Could you copy out, word for word, the part of the text on parent-child communication starting at "So, sometimes, when" and ending at "Recognise this parent?"?
== Document extract
If you’re a parent today, you’re being pulled in so many directions at once. You may be working, you have responsibilities at home, and you have the care of your children to think about, including helping with homework and extra-curricular activities, all the while remembering to look after their social and emotional needs!

So, sometimes, when we lack the time and the energy to really stop and listen to our children, we develop negative patterns of communication with them. We forget to pay close attention to what they are trying to tell us through their words but also their behaviour, and their body language.  We miss their attempts to connect with us.

Recognise this parent?

You might notice this when you’re trying to get dinner ready and they’re at your feet, needing to tell you something that seems so urgent, and you respond without looking and a few ‘uh huh’s’, or when you’re chatting to another adult in person or on the phone and your child really wants to play a game or show you something and you shush them or make the right noises and faces of encouragement without being fully present. All of us with kids can think of many of our own examples, daily!

If we believe that all behaviour is an attempt to communicate, perhaps the difficult behaviours we experience with our children can be solved, at least in part, through adjustments in how we communicate with them…by improving our interactions and our relationships.

So how can we go from a ‘No’ cycle to ‘YES’ cycle?

For decades, research on infants and attachment has confirmed that ‘the human mind is interactive’ (Benjamin, 1990. Psychoanalytic Psychology) and we see it ourselves in the way our newborn babies stare at us and seek our continued attention.   In fact, not only are we born with the capacity and desire to form relationships, but in order to support healthy overall development, a trusting and secure relationship with a parent or carer is crucial (Bowlby. 1988).
====
== Dataset extract
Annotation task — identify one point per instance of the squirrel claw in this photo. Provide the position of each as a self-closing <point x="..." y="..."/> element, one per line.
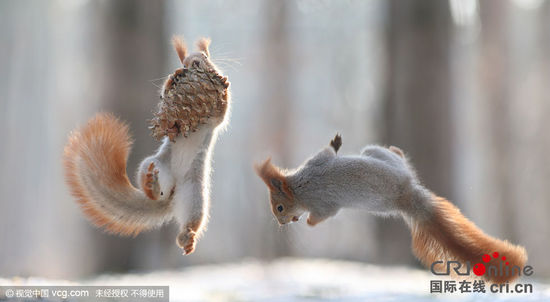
====
• Final result
So, sometimes, when we lack the time and the energy to really stop and listen to our children, we develop negative patterns of communication with them. We forget to pay close attention to what they are trying to tell us through their words but also their behaviour, and their body language.  We miss their attempts to connect with us.

Recognise this parent?